**Problem to solve**:
Print the data that follows exactly.

**Extracted records**:
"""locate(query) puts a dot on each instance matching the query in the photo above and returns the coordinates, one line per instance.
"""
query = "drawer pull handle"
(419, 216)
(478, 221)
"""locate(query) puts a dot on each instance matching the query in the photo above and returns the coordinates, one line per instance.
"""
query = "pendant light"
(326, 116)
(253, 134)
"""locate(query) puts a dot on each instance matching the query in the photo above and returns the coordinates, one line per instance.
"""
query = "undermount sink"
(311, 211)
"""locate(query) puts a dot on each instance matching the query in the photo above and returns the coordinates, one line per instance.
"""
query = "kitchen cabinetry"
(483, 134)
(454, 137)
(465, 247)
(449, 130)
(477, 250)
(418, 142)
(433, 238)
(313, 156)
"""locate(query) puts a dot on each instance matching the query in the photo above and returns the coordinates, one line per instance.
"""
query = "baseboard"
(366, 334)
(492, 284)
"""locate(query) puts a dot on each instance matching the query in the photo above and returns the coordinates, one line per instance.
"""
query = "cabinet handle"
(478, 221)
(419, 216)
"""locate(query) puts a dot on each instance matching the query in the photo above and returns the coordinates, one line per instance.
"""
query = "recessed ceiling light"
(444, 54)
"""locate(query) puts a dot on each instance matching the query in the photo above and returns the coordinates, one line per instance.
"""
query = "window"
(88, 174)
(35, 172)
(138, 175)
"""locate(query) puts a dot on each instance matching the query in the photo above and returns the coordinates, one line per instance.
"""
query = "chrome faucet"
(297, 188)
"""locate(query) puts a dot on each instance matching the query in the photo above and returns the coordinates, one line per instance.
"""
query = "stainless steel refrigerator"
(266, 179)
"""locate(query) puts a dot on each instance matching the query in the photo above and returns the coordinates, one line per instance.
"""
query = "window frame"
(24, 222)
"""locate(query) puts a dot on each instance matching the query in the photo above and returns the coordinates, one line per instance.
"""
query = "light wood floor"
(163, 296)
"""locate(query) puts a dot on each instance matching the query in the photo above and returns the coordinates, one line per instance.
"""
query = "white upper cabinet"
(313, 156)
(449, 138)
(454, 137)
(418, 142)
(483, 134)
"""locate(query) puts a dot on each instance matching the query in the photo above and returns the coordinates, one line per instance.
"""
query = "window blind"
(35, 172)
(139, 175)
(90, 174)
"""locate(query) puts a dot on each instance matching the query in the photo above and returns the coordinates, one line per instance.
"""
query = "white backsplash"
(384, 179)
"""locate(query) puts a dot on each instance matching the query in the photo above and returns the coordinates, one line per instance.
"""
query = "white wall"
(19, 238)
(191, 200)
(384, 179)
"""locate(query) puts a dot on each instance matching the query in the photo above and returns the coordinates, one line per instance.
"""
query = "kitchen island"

**Task response**:
"""locate(query) puts a dot on each instance matching the query in the photo above and returns the coordinates, one line per instance.
"""
query = "drawer pull handle"
(419, 216)
(478, 221)
"""locate(query) puts a dot on each instance matching the query in the photo above and returns the coordinates, one line per instance.
"""
query = "pendant light"
(326, 116)
(253, 134)
"""locate(query) puts a dot on each instance matching the query in the photo above and returns the coordinates, one line per instance.
"""
query = "undermount sink"
(311, 211)
"""locate(query) puts a dot on each instance matching the query in the photo above and returns the coordinates, one line per instance.
"""
query = "kitchen cabinetry"
(483, 134)
(454, 137)
(465, 247)
(449, 130)
(477, 250)
(418, 142)
(433, 238)
(313, 156)
"""locate(query) puts a dot on each instance matching the query in the photo above and returns the coordinates, one line per instance.
"""
query = "baseboard"
(366, 334)
(492, 284)
"""locate(query) puts a dot on each instance matching the query in the photo above and returns the coordinates, one line per instance.
"""
query = "cabinet handle"
(478, 221)
(419, 216)
"""locate(query) puts a dot on each instance matching the query in the photo above and returns the coordinates, one line per instance.
"""
query = "recessed ceiling light"
(444, 54)
"""locate(query) puts a dot on each instance matching the query in the photo above and returns the coordinates, one line per instance.
"""
query = "window"
(88, 174)
(35, 172)
(138, 175)
"""locate(query) puts a dot on each instance matching the query in the photo above and returns the coordinates, one line per instance.
"""
query = "chrome faucet"
(297, 188)
"""locate(query) puts a dot on each instance matching the query in the photo above and returns the coordinates, one line per instance.
"""
query = "stainless steel refrigerator"
(266, 179)
"""locate(query) puts a dot on each instance matching the query in the photo above and returns the coordinates, one line per instance.
"""
query = "window frame"
(24, 222)
"""locate(query) puts a dot on each instance matching the query in the photo above and returns the coordinates, one line per instance.
"""
query = "light wood floor"
(163, 296)
"""locate(query) puts a dot on each instance matching the query in the photo above and returns the coordinates, one line per instance.
"""
query = "white upper cabinet"
(313, 156)
(449, 138)
(454, 137)
(418, 142)
(483, 134)
"""locate(query) puts a dot on each instance matching the query in the photo above and returns the coordinates, one line per instance.
"""
query = "window blind"
(35, 172)
(139, 175)
(90, 174)
"""locate(query) puts a dot on each instance matching the query in the photo above and returns the coordinates, one line per instance.
"""
query = "white backsplash"
(384, 179)
"""locate(query) puts a dot on each instance matching the query in the photo above and returns the coordinates, one line per instance.
"""
query = "white wall"
(19, 238)
(191, 200)
(384, 179)
"""locate(query) puts a dot on each instance matching the query in the photo above and returns the coordinates, one line per instance.
"""
query = "kitchen island"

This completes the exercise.